[Excerpted data — start]

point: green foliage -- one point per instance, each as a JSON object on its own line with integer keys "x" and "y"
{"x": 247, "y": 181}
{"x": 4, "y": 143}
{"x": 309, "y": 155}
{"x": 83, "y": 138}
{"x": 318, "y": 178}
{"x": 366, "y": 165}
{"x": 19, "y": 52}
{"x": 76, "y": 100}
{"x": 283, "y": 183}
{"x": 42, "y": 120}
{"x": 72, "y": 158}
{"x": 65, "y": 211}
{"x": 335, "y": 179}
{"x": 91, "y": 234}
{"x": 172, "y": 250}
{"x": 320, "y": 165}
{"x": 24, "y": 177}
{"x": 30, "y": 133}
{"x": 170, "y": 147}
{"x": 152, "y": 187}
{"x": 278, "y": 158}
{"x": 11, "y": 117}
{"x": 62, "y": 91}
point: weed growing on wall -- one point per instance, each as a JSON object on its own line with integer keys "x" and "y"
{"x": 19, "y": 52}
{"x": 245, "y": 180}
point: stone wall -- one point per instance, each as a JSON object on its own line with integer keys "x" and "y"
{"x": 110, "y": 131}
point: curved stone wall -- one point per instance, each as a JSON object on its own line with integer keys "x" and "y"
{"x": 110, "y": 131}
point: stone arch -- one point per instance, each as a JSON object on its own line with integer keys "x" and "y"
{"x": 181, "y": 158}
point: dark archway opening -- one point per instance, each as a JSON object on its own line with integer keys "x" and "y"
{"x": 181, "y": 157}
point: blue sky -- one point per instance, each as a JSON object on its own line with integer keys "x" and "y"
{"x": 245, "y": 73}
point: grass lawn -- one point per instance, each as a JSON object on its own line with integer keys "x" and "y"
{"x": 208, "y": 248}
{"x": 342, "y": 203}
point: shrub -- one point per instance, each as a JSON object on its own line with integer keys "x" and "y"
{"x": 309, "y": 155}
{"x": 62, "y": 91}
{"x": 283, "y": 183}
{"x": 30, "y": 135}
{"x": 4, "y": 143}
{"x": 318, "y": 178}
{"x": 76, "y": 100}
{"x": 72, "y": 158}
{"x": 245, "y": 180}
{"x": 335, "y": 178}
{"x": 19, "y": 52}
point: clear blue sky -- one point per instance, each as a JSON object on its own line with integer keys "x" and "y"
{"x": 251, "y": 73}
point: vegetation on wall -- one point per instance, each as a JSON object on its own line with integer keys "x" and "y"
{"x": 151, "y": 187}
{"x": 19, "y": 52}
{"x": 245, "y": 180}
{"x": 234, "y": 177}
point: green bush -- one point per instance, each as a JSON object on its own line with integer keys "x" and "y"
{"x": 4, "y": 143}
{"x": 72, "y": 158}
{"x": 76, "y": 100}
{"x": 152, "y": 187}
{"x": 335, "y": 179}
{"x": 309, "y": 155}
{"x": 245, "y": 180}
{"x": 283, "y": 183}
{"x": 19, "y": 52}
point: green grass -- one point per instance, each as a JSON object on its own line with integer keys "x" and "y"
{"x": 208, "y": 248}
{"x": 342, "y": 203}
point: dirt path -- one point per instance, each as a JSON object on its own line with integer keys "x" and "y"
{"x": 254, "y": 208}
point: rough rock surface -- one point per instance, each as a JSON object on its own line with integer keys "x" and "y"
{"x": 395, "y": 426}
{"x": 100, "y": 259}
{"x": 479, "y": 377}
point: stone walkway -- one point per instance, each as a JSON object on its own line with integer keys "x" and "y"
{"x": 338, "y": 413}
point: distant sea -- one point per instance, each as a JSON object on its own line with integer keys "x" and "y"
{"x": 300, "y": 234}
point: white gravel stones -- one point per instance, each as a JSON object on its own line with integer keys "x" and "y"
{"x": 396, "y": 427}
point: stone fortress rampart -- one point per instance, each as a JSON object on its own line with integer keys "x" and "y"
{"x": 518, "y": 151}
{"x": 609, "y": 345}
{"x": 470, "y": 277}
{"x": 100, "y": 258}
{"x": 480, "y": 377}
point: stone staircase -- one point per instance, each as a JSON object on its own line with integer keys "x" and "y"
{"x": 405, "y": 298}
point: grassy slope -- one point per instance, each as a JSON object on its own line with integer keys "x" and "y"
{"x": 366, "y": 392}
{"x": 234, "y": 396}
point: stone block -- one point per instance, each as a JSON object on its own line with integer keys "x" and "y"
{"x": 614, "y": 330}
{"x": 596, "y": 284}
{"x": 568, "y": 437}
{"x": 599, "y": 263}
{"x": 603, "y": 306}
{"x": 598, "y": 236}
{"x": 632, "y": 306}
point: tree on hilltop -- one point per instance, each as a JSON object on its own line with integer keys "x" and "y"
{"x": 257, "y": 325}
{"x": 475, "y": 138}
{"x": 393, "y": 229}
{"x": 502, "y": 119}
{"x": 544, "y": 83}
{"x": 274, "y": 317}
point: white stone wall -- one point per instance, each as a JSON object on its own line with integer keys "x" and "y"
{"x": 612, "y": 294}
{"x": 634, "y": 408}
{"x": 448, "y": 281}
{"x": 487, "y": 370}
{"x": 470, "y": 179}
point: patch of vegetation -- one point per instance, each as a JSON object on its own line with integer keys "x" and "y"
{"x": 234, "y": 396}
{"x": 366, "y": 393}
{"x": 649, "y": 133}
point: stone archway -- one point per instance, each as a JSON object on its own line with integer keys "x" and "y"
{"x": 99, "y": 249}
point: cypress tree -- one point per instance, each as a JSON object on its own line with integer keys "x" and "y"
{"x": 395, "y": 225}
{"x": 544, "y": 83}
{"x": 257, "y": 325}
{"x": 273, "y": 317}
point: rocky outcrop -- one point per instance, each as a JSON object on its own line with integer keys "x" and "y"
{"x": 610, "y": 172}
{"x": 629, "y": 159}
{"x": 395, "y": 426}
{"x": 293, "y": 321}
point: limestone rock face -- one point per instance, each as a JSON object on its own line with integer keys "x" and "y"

[Excerpted data — finish]

# [Exercise goal]
Every line of the data above belongs in the answer, unchanged.

# [Exercise output]
point: green foliage -- one point per instance, each as a JSON object on its own line with integer keys "x" and "y"
{"x": 247, "y": 181}
{"x": 4, "y": 143}
{"x": 309, "y": 155}
{"x": 83, "y": 138}
{"x": 318, "y": 178}
{"x": 366, "y": 165}
{"x": 19, "y": 52}
{"x": 76, "y": 100}
{"x": 283, "y": 183}
{"x": 42, "y": 120}
{"x": 72, "y": 158}
{"x": 65, "y": 211}
{"x": 335, "y": 179}
{"x": 91, "y": 234}
{"x": 172, "y": 250}
{"x": 320, "y": 165}
{"x": 24, "y": 177}
{"x": 30, "y": 133}
{"x": 170, "y": 147}
{"x": 152, "y": 187}
{"x": 278, "y": 158}
{"x": 11, "y": 117}
{"x": 62, "y": 91}
point: weed growing on wall -- one point per instance, each as a JSON object on its own line with integer keys "x" and "y"
{"x": 19, "y": 52}
{"x": 245, "y": 180}
point: stone wall -- one point per instance, each as a JSON object on its own line with integer keys "x" and "y"
{"x": 110, "y": 131}
point: curved stone wall -- one point per instance, each as a JSON object on its own line with integer keys "x" and "y"
{"x": 110, "y": 131}
point: stone arch -- one point per instance, each as a JSON object on its own line with integer keys "x" and "y"
{"x": 181, "y": 158}
point: dark archway opening -- one point per instance, each as a JSON object on its own line with integer keys "x" and "y"
{"x": 181, "y": 157}
point: blue sky -- one point per instance, each as a JSON object on its own line with integer keys "x" and "y"
{"x": 245, "y": 73}
point: grass lawn -- one point per instance, each as a JSON object on its own line with integer keys "x" and "y"
{"x": 208, "y": 248}
{"x": 342, "y": 203}
point: shrub -- one point per instance, each as a JSON object on its own line with integer keys "x" and "y"
{"x": 309, "y": 155}
{"x": 62, "y": 91}
{"x": 283, "y": 183}
{"x": 30, "y": 135}
{"x": 4, "y": 143}
{"x": 318, "y": 178}
{"x": 76, "y": 100}
{"x": 72, "y": 158}
{"x": 245, "y": 180}
{"x": 335, "y": 178}
{"x": 19, "y": 52}
point: clear blue sky -- one point per instance, each as a JSON object on its own line with integer keys "x" and "y"
{"x": 251, "y": 73}
point: vegetation on wall -- one point per instance, each as a JSON object on its own line with integer keys "x" and "y"
{"x": 151, "y": 187}
{"x": 19, "y": 52}
{"x": 245, "y": 180}
{"x": 234, "y": 177}
point: green bush -- one point per instance, each as a JSON object on its own line with integer keys "x" and "y"
{"x": 4, "y": 143}
{"x": 72, "y": 158}
{"x": 76, "y": 100}
{"x": 152, "y": 187}
{"x": 335, "y": 179}
{"x": 309, "y": 155}
{"x": 245, "y": 180}
{"x": 283, "y": 183}
{"x": 19, "y": 52}
point: green grass -- one point per instance, each as a JSON object on its own line with integer keys "x" and "y"
{"x": 208, "y": 248}
{"x": 342, "y": 203}
point: dirt path -- one point per instance, each as a JSON object on its own line with integer keys "x" and "y"
{"x": 254, "y": 208}
point: rough rock surface -- one point per instance, each as a JSON object on its own line with integer keys "x" and "y"
{"x": 395, "y": 426}
{"x": 100, "y": 259}
{"x": 479, "y": 377}
point: stone walkway -- one point per instance, each as a JSON object on its own line with integer keys "x" and "y"
{"x": 338, "y": 413}
point: distant sea -- one point per instance, each as a JSON object on its own line with integer keys "x" and "y"
{"x": 300, "y": 234}
point: white gravel stones -- one point per instance, each as a JSON object on its own line with integer keys "x" and "y"
{"x": 396, "y": 427}
point: stone fortress rampart -- one point per instance, each as a JSON object on its own line with integer keys "x" and "y"
{"x": 518, "y": 151}
{"x": 609, "y": 345}
{"x": 470, "y": 277}
{"x": 100, "y": 258}
{"x": 480, "y": 377}
point: stone staircase -- one point per instance, each as a JSON object on its own line with integer keys "x" and "y"
{"x": 405, "y": 298}
point: grassy slope -- one point per instance, each as a JSON object on its own line with integer keys "x" and "y"
{"x": 366, "y": 392}
{"x": 234, "y": 396}
point: stone block -- one point per instance, each as a JSON object on its own line with integer keys "x" and "y"
{"x": 614, "y": 330}
{"x": 596, "y": 284}
{"x": 568, "y": 437}
{"x": 599, "y": 263}
{"x": 603, "y": 306}
{"x": 598, "y": 236}
{"x": 632, "y": 306}
point: tree on hilltop -- one point per instance, each as a JSON object on its own line with integer keys "x" and "y"
{"x": 257, "y": 325}
{"x": 475, "y": 138}
{"x": 393, "y": 229}
{"x": 502, "y": 119}
{"x": 544, "y": 83}
{"x": 274, "y": 317}
point: white stone wall -- one point per instance, each as a JSON object on its own line with integer keys "x" and "y"
{"x": 612, "y": 294}
{"x": 634, "y": 408}
{"x": 448, "y": 281}
{"x": 487, "y": 370}
{"x": 470, "y": 179}
point: patch of vegetation -- one point per instance, each as a JSON object on its own line with integer keys "x" and "y"
{"x": 234, "y": 396}
{"x": 366, "y": 393}
{"x": 649, "y": 133}
point: stone archway -- one point per instance, each as a JSON object on its own line with integer keys "x" and "y"
{"x": 99, "y": 249}
point: cypress tree -- one point per instance, each as a JSON object on its own line with integer keys "x" and "y"
{"x": 395, "y": 225}
{"x": 544, "y": 83}
{"x": 257, "y": 325}
{"x": 273, "y": 317}
point: rocky outcrop -- one point per instance, each as a JSON object on its own line with integer keys "x" and "y"
{"x": 610, "y": 172}
{"x": 629, "y": 159}
{"x": 395, "y": 426}
{"x": 293, "y": 321}
point: limestone rock face -- one point per instance, each as a JSON object on its own line with integer keys "x" and "y"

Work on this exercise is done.